### Passage to read
· · ·
High tides may be responsible for elevated bacteria levels in multiple East Hampton Town waterways, according to data compiled by Concerned Citizens of Montauk.
CCOM also reported this week that a bloom of toxic cyanobacteria, or blue-green algae, has dissipated in Montauk’s Fort Pond, but that compromised water body remains at high risk for a harmful algal bloom due to elevated cell concentrations.
In partnership with the Surfrider Foundation’s Blue Water Task Force, CCOM tests and analyzes water bodies in Montauk, Amagansett, and East Hampton for enterococcus, a bacteria that exists in the guts of warm-blooded animals. High levels of enterococcus are considered a risk to human health. The phenomenon is often due to heavy rain, extreme high tides, and/or warm water temperatures.
Entero levels at 104 colony forming units, or cfu, per 100 milliliters and above are considered a risk to human health, according to CCOM.
“The high tides have been very high this week,” according to a CCOM a report issued on Wednesday, “which is a possible cause of elevated bacteria levels.” The ocean beach at Surfside Place in Montauk, at which 256 cfu/100 mL were measured, “was experiencing an extremely high tide at the time of sampling, for example, reaching well onto the beach access stairway. High tides, like stormwater runoff, often introduce bacteria into the water by washing animal excrement from shore, or by flooding cesspools that are in or near the groundwater table.”
The entero sample was much higher at Lake Montauk’s East Creek, at 2,755 cfu/100 mL. A sample at the lake’s West Creek revealed 175 cfu/100 mL. A measurement of 573 cfu/100 mL was recorded at Pussy’s Pond in Springs, and 201 cfu/100 mL at the shipyard ramp at Accabonac Harbor. Two sites at Fresh Pond in Amagansett also recorded high bacteria, according to CCOM. At Louse Point Beach in Accabonac Harbor, the reading was 98 cfu/100 mL.
CCOM will test again during the week of Sept. 28, and thereafter will reduce its testing schedule to bimonthly.
· · ·
### Records supplied
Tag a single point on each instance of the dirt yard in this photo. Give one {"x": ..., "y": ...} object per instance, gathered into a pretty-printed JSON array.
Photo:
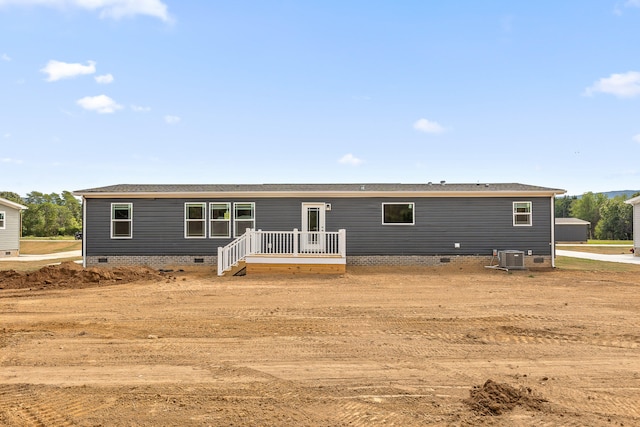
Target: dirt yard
[{"x": 413, "y": 347}]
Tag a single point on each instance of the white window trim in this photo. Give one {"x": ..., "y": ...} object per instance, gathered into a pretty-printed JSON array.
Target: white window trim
[
  {"x": 227, "y": 220},
  {"x": 130, "y": 221},
  {"x": 187, "y": 220},
  {"x": 235, "y": 218},
  {"x": 530, "y": 214},
  {"x": 413, "y": 209}
]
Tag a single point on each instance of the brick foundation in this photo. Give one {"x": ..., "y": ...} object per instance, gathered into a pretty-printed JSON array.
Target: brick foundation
[
  {"x": 534, "y": 261},
  {"x": 151, "y": 261},
  {"x": 9, "y": 252},
  {"x": 435, "y": 260}
]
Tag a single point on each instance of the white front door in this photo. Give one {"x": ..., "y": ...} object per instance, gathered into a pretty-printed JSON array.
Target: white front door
[{"x": 312, "y": 235}]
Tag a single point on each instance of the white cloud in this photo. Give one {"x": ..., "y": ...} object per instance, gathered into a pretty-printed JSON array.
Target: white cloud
[
  {"x": 114, "y": 9},
  {"x": 63, "y": 70},
  {"x": 427, "y": 126},
  {"x": 172, "y": 120},
  {"x": 139, "y": 109},
  {"x": 101, "y": 104},
  {"x": 350, "y": 159},
  {"x": 10, "y": 160},
  {"x": 624, "y": 85},
  {"x": 105, "y": 79}
]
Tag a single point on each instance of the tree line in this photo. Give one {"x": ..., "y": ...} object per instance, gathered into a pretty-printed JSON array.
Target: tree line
[
  {"x": 610, "y": 218},
  {"x": 48, "y": 215}
]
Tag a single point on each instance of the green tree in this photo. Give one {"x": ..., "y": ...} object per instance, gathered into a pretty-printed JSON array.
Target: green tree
[
  {"x": 12, "y": 197},
  {"x": 51, "y": 214},
  {"x": 616, "y": 218},
  {"x": 587, "y": 208}
]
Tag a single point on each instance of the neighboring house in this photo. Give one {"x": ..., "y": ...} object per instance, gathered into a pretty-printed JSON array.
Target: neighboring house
[
  {"x": 352, "y": 224},
  {"x": 572, "y": 230},
  {"x": 635, "y": 202},
  {"x": 10, "y": 227}
]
· · ·
### Task to complete
From the article on bacteria levels in East Hampton waterways, copy out the passage verbatim: begin at the words "In partnership with" and stop after "health, according to CCOM.".

### Written solution
In partnership with the Surfrider Foundation’s Blue Water Task Force, CCOM tests and analyzes water bodies in Montauk, Amagansett, and East Hampton for enterococcus, a bacteria that exists in the guts of warm-blooded animals. High levels of enterococcus are considered a risk to human health. The phenomenon is often due to heavy rain, extreme high tides, and/or warm water temperatures.
Entero levels at 104 colony forming units, or cfu, per 100 milliliters and above are considered a risk to human health, according to CCOM.